-------- Quoted text --------
Modified: llvm/trunk/lib/Transforms/Vectorize/LoopVectorize.cpp
URL: http://llvm.org/viewvc/llvm-project/llvm/trunk/lib/Transforms/Vectorize/LoopVectorize.cpp?rev=318645&r1=318644&r2=318645&view=diff
==============================================================================
--- llvm/trunk/lib/Transforms/Vectorize/LoopVectorize.cpp (original)
+++ llvm/trunk/lib/Transforms/Vectorize/LoopVectorize.cpp Mon Nov 20 04:01:47 2017
@@ -48,6 +48,7 @@
 
 #include "llvm/Transforms/Vectorize/LoopVectorize.h"
 #include "VPlan.h"
+#include "VPlanBuilder.h"
 #include "llvm/ADT/APInt.h"
 #include "llvm/ADT/ArrayRef.h"
 #include "llvm/ADT/DenseMap.h"
@@ -450,15 +451,6 @@ public:
   /// new unrolled loop, where UF is the unroll factor.
   using VectorParts = SmallVector<Value *, 2>;
 
-  /// A helper function that computes the predicate of the block BB, assuming
-  /// that the header block of the loop is set to True. It returns the *entry*
-  /// mask for the block BB.
-  VectorParts createBlockInMask(BasicBlock *BB);
-
-  /// A helper function that computes the predicate of the edge between SRC
-  /// and DST.
-  VectorParts createEdgeMask(BasicBlock *Src, BasicBlock *Dst);
-
   /// Vectorize a single PHINode in a block. This method handles the induction
   /// variable canonicalization. It supports both VF = 1 for unrolled loops and
   /// arbitrary length vectors.
@@ -511,8 +503,10 @@ public:
   /// Try to vectorize the interleaved access group that \p Instr belongs to.
   void vectorizeInterleaveGroup(Instruction *Instr);
 
-  /// Vectorize Load and Store instructions,
-  virtual void vectorizeMemoryInstruction(Instruction *Instr);
+  /// Vectorize Load and Store instructions, optionally masking the vector
+  /// operations if \p BlockInMask is non-null.
+  void vectorizeMemoryInstruction(Instruction *Instr,
+                                  VectorParts *BlockInMask = nullptr);
 
   /// \brief Set the debug location in the builder using the debug location in
   /// the instruction.
@@ -530,12 +524,6 @@ protected:
   /// vectorization factor.
   using ScalarParts = SmallVector<SmallVector<Value *, 4>, 2>;
 
-  // When we if-convert we need to create edge masks. We have to cache values
-  // so that we don't end up with exponential recursion/IR.
--------
Instruction A:
Rewrite the records from their first line through the line containing "400 167 L 403", inclusive, replacing "bare arm" with "uncovered arm" and leaving all else unchanged.
-------- Listing --------
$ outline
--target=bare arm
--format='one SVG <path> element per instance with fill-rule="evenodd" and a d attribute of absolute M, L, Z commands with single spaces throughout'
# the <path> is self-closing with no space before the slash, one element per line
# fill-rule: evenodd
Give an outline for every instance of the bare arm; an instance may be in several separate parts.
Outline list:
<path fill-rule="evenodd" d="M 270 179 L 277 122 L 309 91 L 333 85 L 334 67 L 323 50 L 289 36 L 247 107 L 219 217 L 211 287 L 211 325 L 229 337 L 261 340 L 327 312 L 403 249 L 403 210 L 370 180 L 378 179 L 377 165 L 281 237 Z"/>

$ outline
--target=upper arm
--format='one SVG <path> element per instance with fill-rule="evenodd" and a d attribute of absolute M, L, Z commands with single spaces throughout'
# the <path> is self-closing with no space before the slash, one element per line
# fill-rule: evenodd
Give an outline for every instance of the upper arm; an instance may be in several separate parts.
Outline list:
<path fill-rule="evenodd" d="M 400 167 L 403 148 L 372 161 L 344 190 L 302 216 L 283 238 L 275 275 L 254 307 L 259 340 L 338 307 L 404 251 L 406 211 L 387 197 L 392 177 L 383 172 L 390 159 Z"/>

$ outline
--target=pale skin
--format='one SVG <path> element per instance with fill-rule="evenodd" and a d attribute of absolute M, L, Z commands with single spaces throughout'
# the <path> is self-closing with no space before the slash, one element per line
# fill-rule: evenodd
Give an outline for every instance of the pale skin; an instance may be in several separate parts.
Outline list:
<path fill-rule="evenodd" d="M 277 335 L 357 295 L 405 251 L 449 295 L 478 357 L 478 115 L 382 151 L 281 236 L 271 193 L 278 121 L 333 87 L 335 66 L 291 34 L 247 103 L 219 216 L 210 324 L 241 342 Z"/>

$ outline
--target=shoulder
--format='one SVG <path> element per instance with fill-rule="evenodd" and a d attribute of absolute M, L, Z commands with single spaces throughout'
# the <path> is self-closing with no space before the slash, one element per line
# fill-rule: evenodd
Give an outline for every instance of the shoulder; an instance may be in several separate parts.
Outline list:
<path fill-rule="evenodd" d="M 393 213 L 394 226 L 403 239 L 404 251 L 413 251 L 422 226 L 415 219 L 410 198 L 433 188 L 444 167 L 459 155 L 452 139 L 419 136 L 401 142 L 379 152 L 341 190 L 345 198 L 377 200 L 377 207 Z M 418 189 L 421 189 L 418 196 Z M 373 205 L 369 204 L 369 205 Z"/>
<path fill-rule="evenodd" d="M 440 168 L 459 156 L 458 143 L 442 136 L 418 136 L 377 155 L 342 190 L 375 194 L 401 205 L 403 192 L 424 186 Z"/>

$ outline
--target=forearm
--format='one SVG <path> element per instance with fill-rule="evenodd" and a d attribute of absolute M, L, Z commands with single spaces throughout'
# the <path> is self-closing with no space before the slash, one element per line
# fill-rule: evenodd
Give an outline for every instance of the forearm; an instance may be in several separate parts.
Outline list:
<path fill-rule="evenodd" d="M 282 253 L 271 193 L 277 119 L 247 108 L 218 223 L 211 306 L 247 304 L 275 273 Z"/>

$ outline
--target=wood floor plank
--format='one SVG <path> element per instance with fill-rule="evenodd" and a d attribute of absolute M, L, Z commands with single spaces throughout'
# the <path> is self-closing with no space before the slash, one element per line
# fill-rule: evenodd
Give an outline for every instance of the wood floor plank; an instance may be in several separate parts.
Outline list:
--------
Instruction B:
Quote the LoopVectorize.cpp diff between "using VectorParts = SmallVector<Value" and "arbitrary length vectors.", inclusive.

Exercise answer A:
$ outline
--target=uncovered arm
--format='one SVG <path> element per instance with fill-rule="evenodd" and a d attribute of absolute M, L, Z commands with single spaces throughout'
# the <path> is self-closing with no space before the slash, one element per line
# fill-rule: evenodd
Give an outline for every instance of the uncovered arm; an instance may be in several separate parts.
Outline list:
<path fill-rule="evenodd" d="M 270 179 L 277 122 L 309 91 L 333 85 L 334 67 L 323 50 L 289 36 L 247 107 L 219 217 L 211 287 L 211 325 L 229 337 L 261 340 L 327 312 L 403 249 L 403 210 L 370 180 L 378 179 L 377 165 L 281 237 Z"/>

$ outline
--target=upper arm
--format='one SVG <path> element per instance with fill-rule="evenodd" and a d attribute of absolute M, L, Z commands with single spaces throughout'
# the <path> is self-closing with no space before the slash, one element per line
# fill-rule: evenodd
Give an outline for every instance of the upper arm; an instance may be in several separate parts.
Outline list:
<path fill-rule="evenodd" d="M 400 167 L 403 148 L 372 161 L 344 190 L 302 216 L 283 238 L 275 275 L 254 307 L 259 340 L 338 307 L 404 251 L 406 211 L 387 197 L 392 177 L 383 172 L 390 159 Z"/>

Exercise answer B:
using VectorParts = SmallVector<Value *, 2>;
 
-  /// A helper function that computes the predicate of the block BB, assuming
-  /// that the header block of the loop is set to True. It returns the *entry*
-  /// mask for the block BB.
-  VectorParts createBlockInMask(BasicBlock *BB);
-
-  /// A helper function that computes the predicate of the edge between SRC
-  /// and DST.
-  VectorParts createEdgeMask(BasicBlock *Src, BasicBlock *Dst);
-
   /// Vectorize a single PHINode in a block. This method handles the induction
   /// variable canonicalization. It supports both VF = 1 for unrolled loops and
   /// arbitrary length vectors.